For every line in the records below that contains the word "noun", add one to a count, and report only that count.

*** DATA FOR THE TASK Section Begins ***

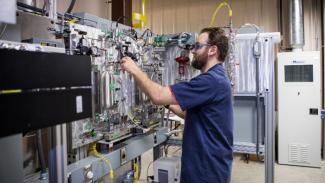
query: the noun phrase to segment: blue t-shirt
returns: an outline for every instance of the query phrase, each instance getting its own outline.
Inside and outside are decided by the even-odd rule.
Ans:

*** DATA FOR THE TASK Section Ends ***
*** DATA FOR THE TASK Section Begins ***

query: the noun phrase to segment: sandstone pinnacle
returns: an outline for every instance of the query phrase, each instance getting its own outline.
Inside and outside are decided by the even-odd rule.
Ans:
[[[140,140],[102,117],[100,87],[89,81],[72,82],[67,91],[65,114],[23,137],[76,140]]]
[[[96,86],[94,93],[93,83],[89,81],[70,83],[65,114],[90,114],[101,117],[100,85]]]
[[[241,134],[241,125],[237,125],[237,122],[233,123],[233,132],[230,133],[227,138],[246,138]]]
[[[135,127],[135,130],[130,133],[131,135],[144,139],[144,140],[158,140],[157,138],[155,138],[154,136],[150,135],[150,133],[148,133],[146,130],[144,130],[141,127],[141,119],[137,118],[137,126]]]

*** DATA FOR THE TASK Section Ends ***

**EXERCISE RESULT:** 2